=== Selection ===
These companies have faced a tricky problem: How do you sue a piracy site when it’s based in another country, especially one with looser intellectual-property laws? The bills’ answer: You don’t. You go after their enablers — websites that drive traffic to the piracy sites by posting links to them, even if they only do so inadvertently. Critics argued that the cost of getting rid of these links would drive smaller sites out of business.

Two days after the protests, in the face of public outrage and lobbying efforts from the tech sector, Congress shelved SOPA indefinitely. But that doesn’t mean the war is over. As one Anonymous tweet warned about SOPA: “It can be brought back anytime. The bill must be KILLED.”

Like the web companies involved in the protests, anons tend to argue that anti-piracy legislation could send the Internet down an ever-tightening spiral of government control. Many anons go further, portraying such bills as deliberate assaults on the right to free speech. They say they oppose anti-piracy efforts on idealistic grounds, not that they don’t enjoy a bit of pirated entertainment from time to time. In general, obeying the law isn’t their priority. “The Internet is the Wild West,” Phoenix said on the night of the attacks, “and Anonymous will fight against any attempt to tame it.”

That conversation with Phoenix was not my first. All of our communications took place online, mostly in the networks of chat rooms where anons plan their attacks, and I had come to think of him a messenger from the Internet underworld: He had one foot in the world of “hax0rs” — hacker-speak for hackers — and one in the world of capital letters and correct spelling.

He was like a hacker Hermes, moving freely between the realms of the living and the dead, except that in this case the realm of the dead was a dominion of cyberspace in which the dead possessed an unusual degree of expertise in massively multiplayer online video games and porn.

Altogether, I spoke with more than 30 anons, and in some respects, their attitudes couldn’t have been more different, but one thing seemed to hold them together. They saw the Internet as their homeland, their home. Among them were Phoenix, Xyzzy and Gregg Housh. Together, their stories roughly trace the rise of Anonymous and the battles leading up to what Phoenix calls the war.

THE ORIGINS: XYZZY

Xyzzy said he was in his early twenties, lived in the Boston area, and described himself as an out-of-work computer guy. He had been around Anonymous since its beginning about a decade ago, and as far as I could tell he spent all his time online. There was a two-week stretch in which I instant-messaged with him for hours every night, and I assumed he was going out of his way to talk to me until he told me he was simultaneously IMing with three other people and participating in a seven-person video chat on Skype.

Some anons talked about the Internet as their homeland. For Xyzzy, the Internet had literally given him a home. In 2008, he said, the Secret Service pulled him out of a classroom at school after he played a little joke on the government by spamming a .gov website with “KILL OBAMA” rants. (“Not a good idea,” he reflected.) His parents kicked him out of the house, and some friends in Anonymous took him in. He considered one of them his “Internet mom” and said he thought of her as “kinda better” than his real mom.

He said he was about 12 or 13 when he discovered the Internet, and couldn’t really remember what life was like before that. “I wasn’t anything,” he wrote. “I was just a nerd who never really spoke up.”

The Internet gave him balls. And a mouth. In the chat rooms where he hung out he learned how to mock people and later found he could use this skill “irl”, where he went from “never talking in school to making fun of everyone who picked on me for being nerdy.”

Records excerpted from a collection
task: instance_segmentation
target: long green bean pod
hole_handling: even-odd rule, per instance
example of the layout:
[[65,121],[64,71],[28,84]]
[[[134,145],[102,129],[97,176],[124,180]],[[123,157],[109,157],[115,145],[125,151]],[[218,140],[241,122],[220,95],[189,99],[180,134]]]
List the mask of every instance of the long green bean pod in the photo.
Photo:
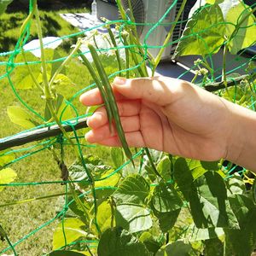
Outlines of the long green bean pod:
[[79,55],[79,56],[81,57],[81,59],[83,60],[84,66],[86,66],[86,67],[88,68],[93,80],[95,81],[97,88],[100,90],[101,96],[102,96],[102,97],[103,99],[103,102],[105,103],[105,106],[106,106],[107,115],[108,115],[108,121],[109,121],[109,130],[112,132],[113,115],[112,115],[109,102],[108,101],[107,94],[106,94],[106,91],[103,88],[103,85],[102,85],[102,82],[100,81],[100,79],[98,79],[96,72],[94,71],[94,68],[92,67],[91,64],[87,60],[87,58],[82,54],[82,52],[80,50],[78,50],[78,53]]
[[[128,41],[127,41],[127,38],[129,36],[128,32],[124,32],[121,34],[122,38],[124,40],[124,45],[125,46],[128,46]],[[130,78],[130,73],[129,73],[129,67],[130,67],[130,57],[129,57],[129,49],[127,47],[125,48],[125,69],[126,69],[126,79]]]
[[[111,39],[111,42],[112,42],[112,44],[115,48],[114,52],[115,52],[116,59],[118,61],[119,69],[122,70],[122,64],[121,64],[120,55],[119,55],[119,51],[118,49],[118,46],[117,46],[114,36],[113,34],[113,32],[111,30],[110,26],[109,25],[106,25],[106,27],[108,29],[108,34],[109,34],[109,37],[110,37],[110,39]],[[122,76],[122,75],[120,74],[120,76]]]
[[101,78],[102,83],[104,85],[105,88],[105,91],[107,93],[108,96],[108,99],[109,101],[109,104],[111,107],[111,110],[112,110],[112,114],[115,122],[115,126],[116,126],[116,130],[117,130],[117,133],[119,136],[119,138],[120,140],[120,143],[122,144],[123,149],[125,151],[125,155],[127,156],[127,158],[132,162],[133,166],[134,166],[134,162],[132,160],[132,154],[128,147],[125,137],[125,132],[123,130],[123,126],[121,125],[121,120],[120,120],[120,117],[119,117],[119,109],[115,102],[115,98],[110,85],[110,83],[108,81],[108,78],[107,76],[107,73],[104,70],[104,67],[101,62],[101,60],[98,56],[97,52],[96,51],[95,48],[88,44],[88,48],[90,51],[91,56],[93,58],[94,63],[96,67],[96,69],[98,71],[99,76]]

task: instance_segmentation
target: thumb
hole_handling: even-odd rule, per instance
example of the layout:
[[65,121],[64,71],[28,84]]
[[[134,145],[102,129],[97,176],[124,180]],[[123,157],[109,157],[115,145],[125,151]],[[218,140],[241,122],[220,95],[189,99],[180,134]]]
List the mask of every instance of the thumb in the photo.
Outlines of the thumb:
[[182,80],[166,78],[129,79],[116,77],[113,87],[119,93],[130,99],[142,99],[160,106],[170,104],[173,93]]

--

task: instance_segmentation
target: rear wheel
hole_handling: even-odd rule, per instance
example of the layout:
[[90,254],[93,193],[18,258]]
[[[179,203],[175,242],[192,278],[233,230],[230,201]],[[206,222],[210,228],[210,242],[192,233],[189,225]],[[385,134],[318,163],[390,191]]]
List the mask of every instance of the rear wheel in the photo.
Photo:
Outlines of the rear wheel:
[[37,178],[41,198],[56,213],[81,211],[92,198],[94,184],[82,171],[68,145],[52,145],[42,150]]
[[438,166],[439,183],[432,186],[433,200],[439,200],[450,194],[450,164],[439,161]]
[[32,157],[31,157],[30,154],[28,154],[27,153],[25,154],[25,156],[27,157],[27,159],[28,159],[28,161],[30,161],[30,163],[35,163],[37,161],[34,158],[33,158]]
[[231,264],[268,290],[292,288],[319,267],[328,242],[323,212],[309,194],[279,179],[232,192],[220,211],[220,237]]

=== Work to be completed ===
Please copy the passage about Anonymous from "That conversation with" to "and correct spelling.", replacing "messenger" with "envoy".

=== Exercise response ===
That conversation with Phoenix was not my first. All of our communications took place online, mostly in the networks of chat rooms where anons plan their attacks, and I had come to think of him a envoy from the Internet underworld: He had one foot in the world of “hax0rs” — hacker-speak for hackers — and one in the world of capital letters and correct spelling.